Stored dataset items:
────────────────────

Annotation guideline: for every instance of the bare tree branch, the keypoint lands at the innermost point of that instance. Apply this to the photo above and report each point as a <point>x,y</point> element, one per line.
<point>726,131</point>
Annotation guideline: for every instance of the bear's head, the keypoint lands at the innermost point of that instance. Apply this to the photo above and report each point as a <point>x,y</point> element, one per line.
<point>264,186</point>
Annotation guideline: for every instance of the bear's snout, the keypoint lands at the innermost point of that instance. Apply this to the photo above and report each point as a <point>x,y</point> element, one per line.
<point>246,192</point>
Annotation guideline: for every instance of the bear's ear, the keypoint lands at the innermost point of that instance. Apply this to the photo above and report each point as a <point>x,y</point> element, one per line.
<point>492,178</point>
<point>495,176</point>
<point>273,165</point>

────────────────────

Would you please set down the lines from the one with "bear's snout, the" to the end of the data above, exactly and without any other lines?

## Exercise answer
Annotation guideline: for every instance of the bear's snout, the keypoint lands at the innermost point of that instance. Apply this to the photo above and report each point as a <point>x,y</point> element, one per line.
<point>246,192</point>
Annotation guideline: for every instance of the bear's ear, the keypoint lands at the innermost point of that instance. Apply this to the photo above and report each point as a <point>x,y</point> element, one per line.
<point>492,178</point>
<point>495,176</point>
<point>273,165</point>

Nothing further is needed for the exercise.